#### [TEXT]
In this regard, resocialization programs are of particular importance, which must be adopted already at the stage of admission of a person to a correctional institution. Thus, it is important to teach convicts to obey the laws, to be responsible for their actions, and to ensure their existence. Clear et al. (2017) notes that minimizing the difference between life in prison and life outside can prevent complete personality breakdown, reduce recidivism, and minimize post-release problems. Moreover, it is important to involve convicts in labor activities, schooling, and vocational training. Training in modern specialties that are in demand by society contributes to the rapid adaptation of the convict after parole. Thus, working with convicts at the stage of their entry into a correctional institution is the best method of solving problems after release.

#### [TASKS TO PERFORM]
- a) According to the text on convict resocialization, at what stage must resocialization programs be adopted?
- b) In the text on convict resocialization, rewrite the part from "In this regard, resocialization" up to and including "problems after release.", swapping "recidivism" for "reoffending".
- c) Carry on the text on convict resocialization after its final sentence.

#### [DATA RECORDS]
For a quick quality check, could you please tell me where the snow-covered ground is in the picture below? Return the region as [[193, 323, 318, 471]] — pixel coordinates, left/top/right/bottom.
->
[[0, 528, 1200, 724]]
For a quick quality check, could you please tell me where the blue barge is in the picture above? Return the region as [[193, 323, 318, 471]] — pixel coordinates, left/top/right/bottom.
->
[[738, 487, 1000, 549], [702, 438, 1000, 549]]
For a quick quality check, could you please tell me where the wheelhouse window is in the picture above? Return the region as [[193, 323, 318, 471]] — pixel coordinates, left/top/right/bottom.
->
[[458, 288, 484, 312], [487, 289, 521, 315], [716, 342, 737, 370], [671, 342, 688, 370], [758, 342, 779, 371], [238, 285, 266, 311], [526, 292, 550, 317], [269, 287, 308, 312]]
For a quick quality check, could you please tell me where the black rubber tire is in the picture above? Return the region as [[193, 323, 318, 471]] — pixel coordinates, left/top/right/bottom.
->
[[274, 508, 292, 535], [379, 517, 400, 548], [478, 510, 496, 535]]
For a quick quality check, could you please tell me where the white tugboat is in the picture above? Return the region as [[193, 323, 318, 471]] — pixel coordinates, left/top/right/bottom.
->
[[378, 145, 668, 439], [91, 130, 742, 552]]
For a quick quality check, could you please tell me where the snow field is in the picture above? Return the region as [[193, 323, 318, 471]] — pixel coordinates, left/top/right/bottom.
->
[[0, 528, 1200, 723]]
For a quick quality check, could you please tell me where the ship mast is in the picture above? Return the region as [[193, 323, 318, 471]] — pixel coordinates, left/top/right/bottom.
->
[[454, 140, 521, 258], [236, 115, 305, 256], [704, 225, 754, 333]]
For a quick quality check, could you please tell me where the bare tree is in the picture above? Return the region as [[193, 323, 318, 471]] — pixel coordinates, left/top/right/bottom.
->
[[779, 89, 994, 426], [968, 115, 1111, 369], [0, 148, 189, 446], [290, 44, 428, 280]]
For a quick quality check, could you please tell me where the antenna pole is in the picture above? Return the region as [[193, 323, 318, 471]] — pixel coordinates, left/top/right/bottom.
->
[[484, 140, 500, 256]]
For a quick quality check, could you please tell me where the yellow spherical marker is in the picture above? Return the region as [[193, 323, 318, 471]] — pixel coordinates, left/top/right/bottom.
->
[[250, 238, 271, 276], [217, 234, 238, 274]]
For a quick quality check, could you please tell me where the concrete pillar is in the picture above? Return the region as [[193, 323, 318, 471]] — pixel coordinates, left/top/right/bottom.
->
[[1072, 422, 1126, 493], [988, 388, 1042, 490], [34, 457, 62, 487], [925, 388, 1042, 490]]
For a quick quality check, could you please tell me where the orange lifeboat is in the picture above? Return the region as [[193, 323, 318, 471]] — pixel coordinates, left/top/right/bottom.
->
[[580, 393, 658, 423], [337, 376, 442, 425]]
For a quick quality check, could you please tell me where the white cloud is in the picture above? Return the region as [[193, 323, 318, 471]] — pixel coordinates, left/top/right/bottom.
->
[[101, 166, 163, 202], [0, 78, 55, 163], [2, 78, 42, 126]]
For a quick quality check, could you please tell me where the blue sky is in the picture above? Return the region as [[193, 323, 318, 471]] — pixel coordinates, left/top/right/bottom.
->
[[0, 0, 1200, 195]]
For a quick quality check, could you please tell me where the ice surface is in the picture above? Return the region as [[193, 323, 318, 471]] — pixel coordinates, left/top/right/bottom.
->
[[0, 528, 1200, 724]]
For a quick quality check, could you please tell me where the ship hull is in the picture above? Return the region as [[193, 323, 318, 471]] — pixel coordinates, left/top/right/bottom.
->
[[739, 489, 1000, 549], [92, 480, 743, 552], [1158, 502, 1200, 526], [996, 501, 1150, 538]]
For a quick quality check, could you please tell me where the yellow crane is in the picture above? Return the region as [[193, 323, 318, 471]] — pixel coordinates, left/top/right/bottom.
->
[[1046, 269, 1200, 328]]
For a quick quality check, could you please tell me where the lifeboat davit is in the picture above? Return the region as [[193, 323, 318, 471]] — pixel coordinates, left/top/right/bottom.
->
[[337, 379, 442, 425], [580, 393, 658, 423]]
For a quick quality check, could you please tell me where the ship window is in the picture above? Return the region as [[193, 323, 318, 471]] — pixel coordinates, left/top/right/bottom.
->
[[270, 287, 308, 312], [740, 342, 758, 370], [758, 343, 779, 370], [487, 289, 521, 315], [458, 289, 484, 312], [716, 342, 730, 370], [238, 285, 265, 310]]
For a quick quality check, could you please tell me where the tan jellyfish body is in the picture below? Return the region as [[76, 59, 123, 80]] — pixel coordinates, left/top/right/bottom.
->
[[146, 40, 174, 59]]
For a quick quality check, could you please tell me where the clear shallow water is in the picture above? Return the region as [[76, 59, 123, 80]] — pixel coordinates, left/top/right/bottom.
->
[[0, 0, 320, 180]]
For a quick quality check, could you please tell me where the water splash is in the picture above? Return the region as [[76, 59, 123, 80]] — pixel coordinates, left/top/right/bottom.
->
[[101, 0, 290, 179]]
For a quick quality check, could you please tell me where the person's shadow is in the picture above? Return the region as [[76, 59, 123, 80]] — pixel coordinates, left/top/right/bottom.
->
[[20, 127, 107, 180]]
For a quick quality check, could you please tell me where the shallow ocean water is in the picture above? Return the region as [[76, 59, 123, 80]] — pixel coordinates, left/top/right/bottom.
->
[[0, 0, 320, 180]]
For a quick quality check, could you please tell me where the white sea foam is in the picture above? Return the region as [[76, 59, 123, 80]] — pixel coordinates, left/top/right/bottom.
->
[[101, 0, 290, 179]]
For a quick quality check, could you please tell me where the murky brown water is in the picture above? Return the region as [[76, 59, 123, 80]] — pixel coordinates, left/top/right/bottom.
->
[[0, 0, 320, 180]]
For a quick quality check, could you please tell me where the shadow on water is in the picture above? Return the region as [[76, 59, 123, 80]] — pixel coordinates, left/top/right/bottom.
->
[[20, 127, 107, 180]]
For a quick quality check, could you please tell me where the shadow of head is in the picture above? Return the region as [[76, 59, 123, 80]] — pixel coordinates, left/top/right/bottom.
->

#### [RESULTS IN ORDER]
- a) At the stage of a person's admission to a correctional institution.

- b)
In this regard, resocialization programs are of particular importance, which must be adopted already at the stage of admission of a person to a correctional institution. Thus, it is important to teach convicts to obey the laws, to be responsible for their actions, and to ensure their existence. Clear et al. (2017) notes that minimizing the difference between life in prison and life outside can prevent complete personality breakdown, reduce reoffending, and minimize post-release problems. Moreover, it is important to involve convicts in labor activities, schooling, and vocational training. Training in modern specialties that are in demand by society contributes to the rapid adaptation of the convict after parole. Thus, working with convicts at the stage of their entry into a correctional institution is the best method of solving problems after release.

- c)
As an example, consider the parole system in Arizona. In 2019, there were 54,921 inmates in Arizona, 7,114 of whom were on parole (Arizona 2019, 2019). In Arizona, some conditions must be met for a parole decision to be made. These include regular meetings with a parole officer, community service, regular drug testing, participation in designated resocialization programs, compensation to victims, and non-participation in criminal activities. Thus, parole is a common convict incentive in Arizona, applied to one in eight convicts.
The future of parole seems obscure. On the one hand, the goal of parole, which is to stimulate the correction of convicts and their resocialization, is admirable. On the other hand, there is the problem of recidivism and the negative attitude of society towards offenders. In this regard, as the number of recidivists increases, it is necessary to make changes in the way offenders are treated to eliminate the fear of society. Until rehabilitation and recovery measures are improved, cases of recidivism will inevitably occur again and again. In this regard, criminal justice systems are in need of reform and given the current state of the art, the future of parole is blurred and vague.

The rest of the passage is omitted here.